Consigne 1:
Extrayez des lignes ci-dessous toutes celles qui contiennent le mot "example", en tenant compte de la casse.

Extrait:
Détail d'une porcelaine |
Troisième de cinq parties
Dans le Comte de Monte-Cristo, on nous parle souvent du coût du bonheur. Cela découle je crois, de cette conception judéo-chrétienne voulant que lorsqu’une personne souffre suffisamment de son vivant, elle gagne sa place au ciel après la mort. Selon cette idée, un homme quelconque, vivant l’agonie en prison pendant 14 ans, mérite le bonheur, ou à tout le moins le succès dans ses projets.
Le projet d’Edmond Dantès, sa vengeance, est d’une complexité spectaculaire et en de nombreuses occasions, il suffirait d’une infime erreur pour que le succès planifié se transforme en échec assuré. On fini par croire à l’intervention divine qu’il ramène constamment. Malgré l’ampleur et l’improbabilité d’une telle histoire, Dumas s’est inspiré de deux sources qui n’ont presque rien à voir avec Dieu, sinon sur le plan toponymique. La première et la plus surprenante, est que l’auteur a extrapolé la réalité en reprenant un fait divers, relaté dans Mémoires historiques tirées des archives de la police de Paris, paru en 1838.

Données sources:

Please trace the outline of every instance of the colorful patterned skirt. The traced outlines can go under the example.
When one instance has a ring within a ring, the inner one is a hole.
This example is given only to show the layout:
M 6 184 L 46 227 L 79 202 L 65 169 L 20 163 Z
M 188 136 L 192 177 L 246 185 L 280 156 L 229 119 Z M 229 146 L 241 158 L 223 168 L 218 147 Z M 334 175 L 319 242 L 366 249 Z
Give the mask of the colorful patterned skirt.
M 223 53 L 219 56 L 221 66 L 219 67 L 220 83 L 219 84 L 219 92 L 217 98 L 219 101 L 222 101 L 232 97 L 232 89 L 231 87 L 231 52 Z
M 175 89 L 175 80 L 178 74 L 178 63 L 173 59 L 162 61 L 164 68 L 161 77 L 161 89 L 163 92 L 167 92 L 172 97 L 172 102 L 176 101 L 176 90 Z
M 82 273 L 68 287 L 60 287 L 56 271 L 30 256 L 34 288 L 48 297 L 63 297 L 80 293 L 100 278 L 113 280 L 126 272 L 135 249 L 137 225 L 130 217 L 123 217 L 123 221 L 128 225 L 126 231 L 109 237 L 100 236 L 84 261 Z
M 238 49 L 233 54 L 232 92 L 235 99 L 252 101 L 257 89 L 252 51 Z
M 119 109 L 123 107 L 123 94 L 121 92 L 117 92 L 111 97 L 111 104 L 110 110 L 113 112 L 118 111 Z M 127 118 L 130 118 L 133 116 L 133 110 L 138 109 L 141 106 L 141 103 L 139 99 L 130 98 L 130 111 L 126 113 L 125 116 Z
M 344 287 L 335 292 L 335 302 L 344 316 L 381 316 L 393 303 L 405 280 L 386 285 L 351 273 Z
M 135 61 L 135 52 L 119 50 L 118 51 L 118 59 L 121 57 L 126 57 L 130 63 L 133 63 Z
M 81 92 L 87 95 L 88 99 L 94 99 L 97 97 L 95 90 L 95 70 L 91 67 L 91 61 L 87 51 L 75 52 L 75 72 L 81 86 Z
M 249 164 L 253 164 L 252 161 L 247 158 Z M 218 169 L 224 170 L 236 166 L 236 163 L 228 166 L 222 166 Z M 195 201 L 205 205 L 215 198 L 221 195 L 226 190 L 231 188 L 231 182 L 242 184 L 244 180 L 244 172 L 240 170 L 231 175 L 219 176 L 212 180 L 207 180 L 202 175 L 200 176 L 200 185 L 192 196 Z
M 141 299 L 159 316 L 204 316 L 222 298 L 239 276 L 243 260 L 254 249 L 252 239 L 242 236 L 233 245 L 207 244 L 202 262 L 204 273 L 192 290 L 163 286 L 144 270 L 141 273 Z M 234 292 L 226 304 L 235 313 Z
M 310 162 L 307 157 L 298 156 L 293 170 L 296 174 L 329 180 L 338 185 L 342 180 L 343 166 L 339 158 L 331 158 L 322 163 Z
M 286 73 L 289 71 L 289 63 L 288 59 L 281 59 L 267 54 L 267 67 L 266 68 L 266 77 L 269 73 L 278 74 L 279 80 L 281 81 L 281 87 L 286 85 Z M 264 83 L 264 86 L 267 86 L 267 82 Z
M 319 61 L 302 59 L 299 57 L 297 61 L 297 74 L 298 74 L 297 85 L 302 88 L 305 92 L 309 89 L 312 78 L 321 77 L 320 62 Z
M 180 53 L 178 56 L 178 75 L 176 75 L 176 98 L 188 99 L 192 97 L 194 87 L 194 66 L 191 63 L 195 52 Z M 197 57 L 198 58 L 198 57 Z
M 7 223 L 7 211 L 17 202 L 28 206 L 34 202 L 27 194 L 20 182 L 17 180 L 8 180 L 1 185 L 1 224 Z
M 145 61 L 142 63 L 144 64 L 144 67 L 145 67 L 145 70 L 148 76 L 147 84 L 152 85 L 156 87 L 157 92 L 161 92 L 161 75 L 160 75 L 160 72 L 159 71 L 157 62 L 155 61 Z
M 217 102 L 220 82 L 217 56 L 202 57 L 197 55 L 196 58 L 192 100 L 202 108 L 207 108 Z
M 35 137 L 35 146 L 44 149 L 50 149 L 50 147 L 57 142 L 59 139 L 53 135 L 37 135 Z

Consigne 2:
Relevez tous les nombres de l'extrait sur le Comte de Monte-Cristo, en chiffres ou en lettres, ordinaux compris, sans les articles « un » et « une ».

Réponse rédigée 1:
Please trace the outline of every instance of the colorful patterned skirt. The traced outlines can go under the example.
This example is given only to show the layout:

Réponse rédigée 2:
Troisième, cinq, 14, deux, première, 1838